***** Data under study
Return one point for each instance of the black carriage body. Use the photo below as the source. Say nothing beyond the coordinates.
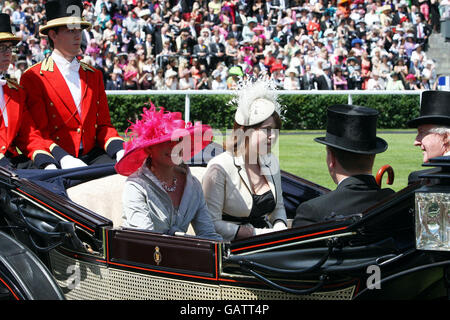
(371, 255)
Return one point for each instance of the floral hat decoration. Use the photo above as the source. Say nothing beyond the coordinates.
(158, 126)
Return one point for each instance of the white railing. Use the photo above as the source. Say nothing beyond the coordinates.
(188, 93)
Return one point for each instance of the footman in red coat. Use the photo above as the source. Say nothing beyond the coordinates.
**********
■ Task prompt ■
Retype all of the data above word for word, excluding the pictures.

■ The completed task ■
Return one point for each instance of the black carriage body. Use the photo below as the source. Say nothing beyond the coordinates.
(371, 255)
Return one point for each instance of the floral hat decoration. Use the photo above as the source. Say nothing beyond the coordinates.
(158, 126)
Return one point for each instance of the white railing. Use the photo above as the source. Say nothing beyond the coordinates.
(188, 93)
Return one point for each instance of the footman in red coat. Use the photo above as the source. Say nothing beyond the coordinates.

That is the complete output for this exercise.